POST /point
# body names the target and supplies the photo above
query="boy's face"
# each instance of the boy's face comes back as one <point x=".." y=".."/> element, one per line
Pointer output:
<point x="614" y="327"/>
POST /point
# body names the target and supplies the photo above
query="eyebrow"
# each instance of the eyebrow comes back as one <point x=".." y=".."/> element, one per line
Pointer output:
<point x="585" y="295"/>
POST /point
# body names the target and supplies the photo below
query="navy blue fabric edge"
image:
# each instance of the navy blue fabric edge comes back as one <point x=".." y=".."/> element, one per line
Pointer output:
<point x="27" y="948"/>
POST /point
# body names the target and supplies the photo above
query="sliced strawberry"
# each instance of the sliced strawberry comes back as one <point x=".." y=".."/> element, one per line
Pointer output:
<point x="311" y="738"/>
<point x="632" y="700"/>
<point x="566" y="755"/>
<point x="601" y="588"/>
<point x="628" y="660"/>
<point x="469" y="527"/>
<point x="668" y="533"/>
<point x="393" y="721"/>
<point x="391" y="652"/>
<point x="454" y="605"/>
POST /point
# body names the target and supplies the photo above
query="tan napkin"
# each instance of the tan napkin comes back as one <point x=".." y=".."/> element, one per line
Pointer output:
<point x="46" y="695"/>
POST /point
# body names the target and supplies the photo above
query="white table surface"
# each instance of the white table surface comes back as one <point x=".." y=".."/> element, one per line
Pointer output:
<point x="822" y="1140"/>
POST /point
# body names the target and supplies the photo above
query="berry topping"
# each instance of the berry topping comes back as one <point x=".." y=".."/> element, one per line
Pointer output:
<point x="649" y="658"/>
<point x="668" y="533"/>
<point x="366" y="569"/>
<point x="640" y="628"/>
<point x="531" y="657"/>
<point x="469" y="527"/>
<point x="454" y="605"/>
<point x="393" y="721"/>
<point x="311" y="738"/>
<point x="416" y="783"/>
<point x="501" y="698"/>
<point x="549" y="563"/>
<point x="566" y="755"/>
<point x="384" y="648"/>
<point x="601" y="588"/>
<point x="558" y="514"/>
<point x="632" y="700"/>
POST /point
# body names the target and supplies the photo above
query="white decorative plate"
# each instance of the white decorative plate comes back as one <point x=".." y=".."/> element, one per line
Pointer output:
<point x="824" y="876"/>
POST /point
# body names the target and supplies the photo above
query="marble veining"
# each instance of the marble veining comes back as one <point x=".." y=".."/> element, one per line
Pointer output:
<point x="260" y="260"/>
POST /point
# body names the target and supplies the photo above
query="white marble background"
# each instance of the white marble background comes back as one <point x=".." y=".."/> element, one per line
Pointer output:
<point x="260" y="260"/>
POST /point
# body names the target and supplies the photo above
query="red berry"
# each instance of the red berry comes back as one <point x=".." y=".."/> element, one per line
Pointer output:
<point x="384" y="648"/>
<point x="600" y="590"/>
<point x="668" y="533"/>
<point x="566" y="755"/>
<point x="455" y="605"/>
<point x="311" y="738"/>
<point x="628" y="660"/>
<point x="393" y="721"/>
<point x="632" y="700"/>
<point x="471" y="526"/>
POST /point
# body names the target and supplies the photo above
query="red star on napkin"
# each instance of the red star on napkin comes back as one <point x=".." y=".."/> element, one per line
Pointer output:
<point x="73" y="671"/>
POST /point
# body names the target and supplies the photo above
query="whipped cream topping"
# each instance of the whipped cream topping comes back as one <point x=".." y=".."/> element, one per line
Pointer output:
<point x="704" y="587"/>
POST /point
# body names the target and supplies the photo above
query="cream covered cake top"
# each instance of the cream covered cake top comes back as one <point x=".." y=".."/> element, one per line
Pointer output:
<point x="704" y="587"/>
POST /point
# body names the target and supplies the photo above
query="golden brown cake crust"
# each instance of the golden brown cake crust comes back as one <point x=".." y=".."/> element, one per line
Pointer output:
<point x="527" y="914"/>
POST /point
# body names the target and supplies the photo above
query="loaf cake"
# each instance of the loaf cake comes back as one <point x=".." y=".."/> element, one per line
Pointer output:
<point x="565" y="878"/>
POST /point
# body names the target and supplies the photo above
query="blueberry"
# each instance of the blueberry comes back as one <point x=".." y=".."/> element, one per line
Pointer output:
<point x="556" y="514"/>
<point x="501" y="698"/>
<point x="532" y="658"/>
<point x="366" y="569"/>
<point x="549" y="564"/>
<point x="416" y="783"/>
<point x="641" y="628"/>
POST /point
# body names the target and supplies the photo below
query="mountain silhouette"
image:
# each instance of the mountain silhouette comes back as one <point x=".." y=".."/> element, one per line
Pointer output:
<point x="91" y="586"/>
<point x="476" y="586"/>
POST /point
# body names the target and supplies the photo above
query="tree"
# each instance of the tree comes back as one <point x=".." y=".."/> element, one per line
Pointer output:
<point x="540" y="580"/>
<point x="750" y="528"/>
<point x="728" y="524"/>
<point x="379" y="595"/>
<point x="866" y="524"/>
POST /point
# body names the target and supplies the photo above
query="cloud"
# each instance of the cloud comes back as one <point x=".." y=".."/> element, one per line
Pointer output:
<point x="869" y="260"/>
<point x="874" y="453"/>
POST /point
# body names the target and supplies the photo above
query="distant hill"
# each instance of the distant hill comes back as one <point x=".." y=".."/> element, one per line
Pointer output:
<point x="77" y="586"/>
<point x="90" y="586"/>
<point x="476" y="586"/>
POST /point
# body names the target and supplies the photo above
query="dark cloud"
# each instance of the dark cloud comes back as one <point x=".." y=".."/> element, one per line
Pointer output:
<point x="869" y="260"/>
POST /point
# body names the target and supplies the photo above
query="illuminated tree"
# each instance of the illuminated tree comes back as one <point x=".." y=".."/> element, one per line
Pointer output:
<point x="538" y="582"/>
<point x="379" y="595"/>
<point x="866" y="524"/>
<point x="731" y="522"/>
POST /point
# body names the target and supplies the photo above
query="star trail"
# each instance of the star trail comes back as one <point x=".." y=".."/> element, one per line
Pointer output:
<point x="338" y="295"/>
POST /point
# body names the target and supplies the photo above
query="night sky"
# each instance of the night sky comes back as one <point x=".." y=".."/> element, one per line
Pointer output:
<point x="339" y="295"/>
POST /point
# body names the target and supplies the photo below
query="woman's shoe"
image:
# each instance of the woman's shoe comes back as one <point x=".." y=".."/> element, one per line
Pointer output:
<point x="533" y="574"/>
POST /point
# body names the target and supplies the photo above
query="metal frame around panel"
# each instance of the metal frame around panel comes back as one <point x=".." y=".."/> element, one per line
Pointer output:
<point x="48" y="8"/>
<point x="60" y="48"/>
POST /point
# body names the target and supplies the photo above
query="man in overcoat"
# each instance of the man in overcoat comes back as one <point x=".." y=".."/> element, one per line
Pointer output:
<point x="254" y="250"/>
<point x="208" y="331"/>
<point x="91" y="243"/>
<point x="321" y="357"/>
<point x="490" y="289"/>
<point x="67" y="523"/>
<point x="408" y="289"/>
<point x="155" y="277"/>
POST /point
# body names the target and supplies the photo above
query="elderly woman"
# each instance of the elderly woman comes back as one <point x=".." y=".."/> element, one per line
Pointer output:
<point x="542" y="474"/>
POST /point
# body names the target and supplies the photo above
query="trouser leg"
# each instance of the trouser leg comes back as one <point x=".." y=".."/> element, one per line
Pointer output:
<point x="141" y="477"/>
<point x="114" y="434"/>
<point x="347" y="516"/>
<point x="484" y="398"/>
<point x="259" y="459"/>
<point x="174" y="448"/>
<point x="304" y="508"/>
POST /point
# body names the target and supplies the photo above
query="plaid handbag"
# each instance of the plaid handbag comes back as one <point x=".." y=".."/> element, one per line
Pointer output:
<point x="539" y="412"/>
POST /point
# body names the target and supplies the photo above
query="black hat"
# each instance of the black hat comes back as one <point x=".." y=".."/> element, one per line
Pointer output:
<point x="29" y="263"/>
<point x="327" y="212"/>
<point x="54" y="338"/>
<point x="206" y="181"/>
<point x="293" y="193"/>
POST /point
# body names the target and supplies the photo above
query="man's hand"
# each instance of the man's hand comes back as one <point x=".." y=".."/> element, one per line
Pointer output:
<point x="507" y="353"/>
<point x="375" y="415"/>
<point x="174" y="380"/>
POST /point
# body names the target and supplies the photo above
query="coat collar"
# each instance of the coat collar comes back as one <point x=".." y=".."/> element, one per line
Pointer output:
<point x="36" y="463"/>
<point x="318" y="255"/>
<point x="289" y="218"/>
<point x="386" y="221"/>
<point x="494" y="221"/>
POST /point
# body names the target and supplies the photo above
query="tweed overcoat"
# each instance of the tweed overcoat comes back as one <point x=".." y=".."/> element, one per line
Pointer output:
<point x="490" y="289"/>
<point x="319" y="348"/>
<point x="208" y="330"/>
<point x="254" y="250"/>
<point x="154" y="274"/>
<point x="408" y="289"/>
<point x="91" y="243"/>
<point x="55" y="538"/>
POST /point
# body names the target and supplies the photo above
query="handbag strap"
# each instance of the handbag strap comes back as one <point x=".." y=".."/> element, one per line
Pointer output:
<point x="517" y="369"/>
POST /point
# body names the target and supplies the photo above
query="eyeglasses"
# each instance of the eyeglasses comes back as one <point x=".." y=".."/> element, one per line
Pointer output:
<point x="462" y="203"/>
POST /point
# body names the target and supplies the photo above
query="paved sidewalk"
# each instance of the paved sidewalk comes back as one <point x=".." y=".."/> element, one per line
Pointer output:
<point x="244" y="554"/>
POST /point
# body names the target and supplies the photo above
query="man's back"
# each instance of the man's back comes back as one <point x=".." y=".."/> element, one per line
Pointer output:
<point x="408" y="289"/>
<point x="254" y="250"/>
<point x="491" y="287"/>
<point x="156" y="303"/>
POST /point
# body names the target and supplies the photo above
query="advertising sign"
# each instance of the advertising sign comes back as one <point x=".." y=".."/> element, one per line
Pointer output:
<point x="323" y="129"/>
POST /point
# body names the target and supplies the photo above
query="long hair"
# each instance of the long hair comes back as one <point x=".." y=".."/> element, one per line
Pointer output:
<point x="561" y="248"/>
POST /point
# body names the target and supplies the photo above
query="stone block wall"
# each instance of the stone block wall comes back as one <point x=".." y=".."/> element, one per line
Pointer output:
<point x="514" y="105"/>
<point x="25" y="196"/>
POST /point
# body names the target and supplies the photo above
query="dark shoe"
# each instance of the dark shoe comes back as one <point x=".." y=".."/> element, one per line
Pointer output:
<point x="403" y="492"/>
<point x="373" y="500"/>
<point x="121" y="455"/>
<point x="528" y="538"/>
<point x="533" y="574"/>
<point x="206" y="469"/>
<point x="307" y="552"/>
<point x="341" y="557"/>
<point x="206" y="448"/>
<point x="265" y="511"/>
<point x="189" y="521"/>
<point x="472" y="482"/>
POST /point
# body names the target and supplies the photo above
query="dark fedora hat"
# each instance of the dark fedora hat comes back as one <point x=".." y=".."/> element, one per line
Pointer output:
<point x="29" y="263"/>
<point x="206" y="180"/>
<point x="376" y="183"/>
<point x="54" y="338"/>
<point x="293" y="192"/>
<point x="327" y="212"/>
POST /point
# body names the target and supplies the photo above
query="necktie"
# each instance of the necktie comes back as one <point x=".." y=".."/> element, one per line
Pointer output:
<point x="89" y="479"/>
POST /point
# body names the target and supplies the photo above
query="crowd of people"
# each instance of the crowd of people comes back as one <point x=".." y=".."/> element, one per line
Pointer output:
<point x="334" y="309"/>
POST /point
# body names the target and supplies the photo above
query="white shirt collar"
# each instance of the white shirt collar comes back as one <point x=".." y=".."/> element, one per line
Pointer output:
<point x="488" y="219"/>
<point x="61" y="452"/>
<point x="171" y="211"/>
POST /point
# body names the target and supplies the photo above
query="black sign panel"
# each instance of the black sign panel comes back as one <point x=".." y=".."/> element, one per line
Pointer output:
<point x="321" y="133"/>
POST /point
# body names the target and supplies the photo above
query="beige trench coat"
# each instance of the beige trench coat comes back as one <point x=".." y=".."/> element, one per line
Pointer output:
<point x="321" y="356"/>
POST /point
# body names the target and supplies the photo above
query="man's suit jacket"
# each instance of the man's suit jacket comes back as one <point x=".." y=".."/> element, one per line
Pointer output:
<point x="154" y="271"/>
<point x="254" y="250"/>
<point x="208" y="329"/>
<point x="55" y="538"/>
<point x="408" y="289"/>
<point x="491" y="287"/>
# # # # # # #
REQUIREMENT: Filter the items above down to the lines containing the string "woman", and copy each one in full. Case matters.

CORRECT OUTPUT:
query="woman's shoe"
# each instance of the woman's shoe comes back as one <point x=".." y=".."/> element, one per line
query="elderly woman"
# each instance of the elderly woman comes back as one <point x=".." y=".."/> element, one per line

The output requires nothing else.